## Description of the task
Decide whether each statement agrees with the fraud and abuse article below. Answer yes or no for each and quote the deciding words from the article.
(a) Healthcare-related fraud accounted for more than $1.8 billion of the FCA settlement total.
(b) The DOJ release on the FCA numbers came out on Feb. 22.
(c) The 543 settlements and judgments were called the second-highest number in a single year.
Start of Reading text
Medicare Compliance & Reimbursement

Fraud & Abuse:

Feds Focus On Physicians In February Enforcement

Caution: The 2023 FCA settlement numbers may shock you.

Per usual, the feds are off and running in 2024 with several million dollar settlements — many targeting clinicians.

Backtrack: Though 2024 is looking like it’s going to be a banner year for Medicare enforcement, the 2023 statistics show last year was one for the ages, according to the Department of Justice (DOJ). For the fiscal year 2024, which ended on Sept. 30, 2023, False Claims Act (FCA) settlements surpassed $2.68 billion, according to a DOJ release on Feb. 22. In addition, “the government and whistleblowers were party to 543 settlements and judgments, the highest number of settlements and judgments in a single year,” DOJ crows.

Healthcare-related fraud accounted for more than $1.8 billion of that staggering amount and 348 of the qui tam cases, according to DOJ statistics. Find the DOJ release on the 2023 FCA numbers at www.justice.gov/opa/pr/false-claims-act-settlements-and-judgments-exceed-268-billion-fiscal-year-2023.

Here’s a look at what’s been on the feds’ February fraud enforcement radar.
End of Reading text
Start of Dataset excerpts
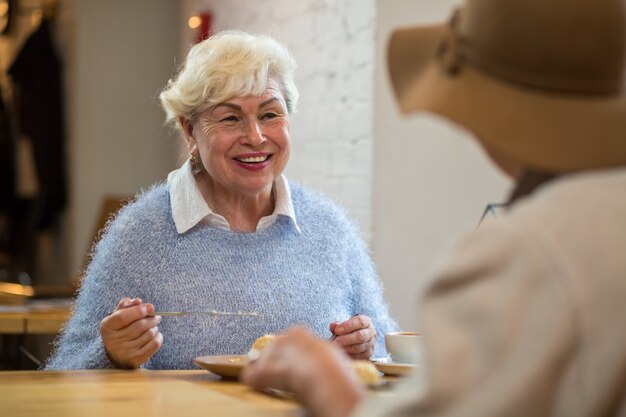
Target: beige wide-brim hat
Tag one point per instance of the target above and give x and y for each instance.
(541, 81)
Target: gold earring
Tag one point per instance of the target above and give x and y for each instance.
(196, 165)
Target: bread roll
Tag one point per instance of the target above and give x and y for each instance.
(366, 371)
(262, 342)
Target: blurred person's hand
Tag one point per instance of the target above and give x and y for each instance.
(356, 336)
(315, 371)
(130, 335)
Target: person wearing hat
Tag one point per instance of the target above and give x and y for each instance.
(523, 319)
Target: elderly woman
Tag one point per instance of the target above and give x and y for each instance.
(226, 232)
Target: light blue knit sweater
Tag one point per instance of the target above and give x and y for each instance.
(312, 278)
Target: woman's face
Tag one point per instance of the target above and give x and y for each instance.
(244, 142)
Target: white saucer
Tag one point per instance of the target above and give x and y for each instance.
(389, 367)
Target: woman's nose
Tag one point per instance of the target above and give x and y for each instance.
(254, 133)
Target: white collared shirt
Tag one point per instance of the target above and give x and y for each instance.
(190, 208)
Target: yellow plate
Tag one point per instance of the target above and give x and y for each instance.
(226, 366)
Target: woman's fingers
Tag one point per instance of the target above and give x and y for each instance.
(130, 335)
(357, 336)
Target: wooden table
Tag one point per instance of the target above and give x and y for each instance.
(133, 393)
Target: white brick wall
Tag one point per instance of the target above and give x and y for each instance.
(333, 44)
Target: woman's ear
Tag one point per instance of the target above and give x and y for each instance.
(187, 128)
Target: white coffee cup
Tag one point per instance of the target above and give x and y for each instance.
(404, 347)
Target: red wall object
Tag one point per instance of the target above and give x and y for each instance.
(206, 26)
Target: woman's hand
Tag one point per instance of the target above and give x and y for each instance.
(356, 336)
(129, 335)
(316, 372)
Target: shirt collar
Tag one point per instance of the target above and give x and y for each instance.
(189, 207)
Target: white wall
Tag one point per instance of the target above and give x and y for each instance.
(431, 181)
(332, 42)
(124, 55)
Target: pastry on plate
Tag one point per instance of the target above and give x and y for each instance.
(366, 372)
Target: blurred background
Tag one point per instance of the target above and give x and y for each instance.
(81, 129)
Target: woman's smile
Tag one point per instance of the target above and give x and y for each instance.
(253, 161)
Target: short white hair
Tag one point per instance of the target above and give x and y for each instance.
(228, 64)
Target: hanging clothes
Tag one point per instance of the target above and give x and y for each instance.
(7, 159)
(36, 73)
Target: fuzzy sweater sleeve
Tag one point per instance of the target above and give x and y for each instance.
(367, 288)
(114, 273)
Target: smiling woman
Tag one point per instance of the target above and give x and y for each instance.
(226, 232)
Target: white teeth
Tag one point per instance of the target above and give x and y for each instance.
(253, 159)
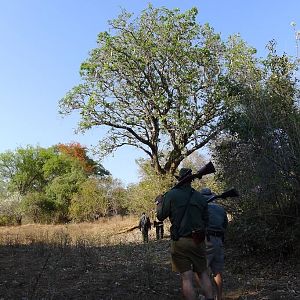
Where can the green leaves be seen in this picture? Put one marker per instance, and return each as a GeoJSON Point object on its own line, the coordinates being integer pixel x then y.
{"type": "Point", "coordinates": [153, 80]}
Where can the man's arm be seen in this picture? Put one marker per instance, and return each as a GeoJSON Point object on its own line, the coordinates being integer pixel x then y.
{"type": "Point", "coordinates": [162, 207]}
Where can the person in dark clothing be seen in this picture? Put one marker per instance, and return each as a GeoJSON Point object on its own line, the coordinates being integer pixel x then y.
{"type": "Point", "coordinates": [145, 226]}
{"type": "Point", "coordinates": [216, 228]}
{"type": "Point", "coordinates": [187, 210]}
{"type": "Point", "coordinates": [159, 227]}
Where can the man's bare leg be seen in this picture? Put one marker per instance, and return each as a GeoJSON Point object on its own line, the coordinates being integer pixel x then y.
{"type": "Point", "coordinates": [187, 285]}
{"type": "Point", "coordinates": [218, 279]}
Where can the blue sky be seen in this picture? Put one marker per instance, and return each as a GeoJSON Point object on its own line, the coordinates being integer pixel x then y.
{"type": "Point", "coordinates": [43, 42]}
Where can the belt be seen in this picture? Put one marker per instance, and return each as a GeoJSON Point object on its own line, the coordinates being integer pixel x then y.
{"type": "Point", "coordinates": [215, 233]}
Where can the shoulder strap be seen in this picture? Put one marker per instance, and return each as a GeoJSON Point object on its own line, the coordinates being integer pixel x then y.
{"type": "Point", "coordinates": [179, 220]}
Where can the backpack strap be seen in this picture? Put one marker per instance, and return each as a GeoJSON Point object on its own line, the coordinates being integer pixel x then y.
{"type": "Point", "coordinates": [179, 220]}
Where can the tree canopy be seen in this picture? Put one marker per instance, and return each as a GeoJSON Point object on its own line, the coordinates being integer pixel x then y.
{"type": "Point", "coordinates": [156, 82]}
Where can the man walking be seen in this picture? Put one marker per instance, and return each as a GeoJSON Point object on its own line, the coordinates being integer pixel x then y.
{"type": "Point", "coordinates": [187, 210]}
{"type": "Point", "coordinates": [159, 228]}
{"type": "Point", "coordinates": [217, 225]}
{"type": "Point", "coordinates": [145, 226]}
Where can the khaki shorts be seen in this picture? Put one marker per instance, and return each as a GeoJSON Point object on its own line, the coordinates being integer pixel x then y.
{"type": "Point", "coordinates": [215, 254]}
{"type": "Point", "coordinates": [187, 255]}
End of Dataset excerpts
## Output of the exercise
(a) Yes: "Healthcare-related fraud accounted for more than $1.8 billion of that staggering amount"
(b) Yes: "according to a DOJ release on Feb. 22"
(c) No: "the highest number of settlements and judgments in a single year"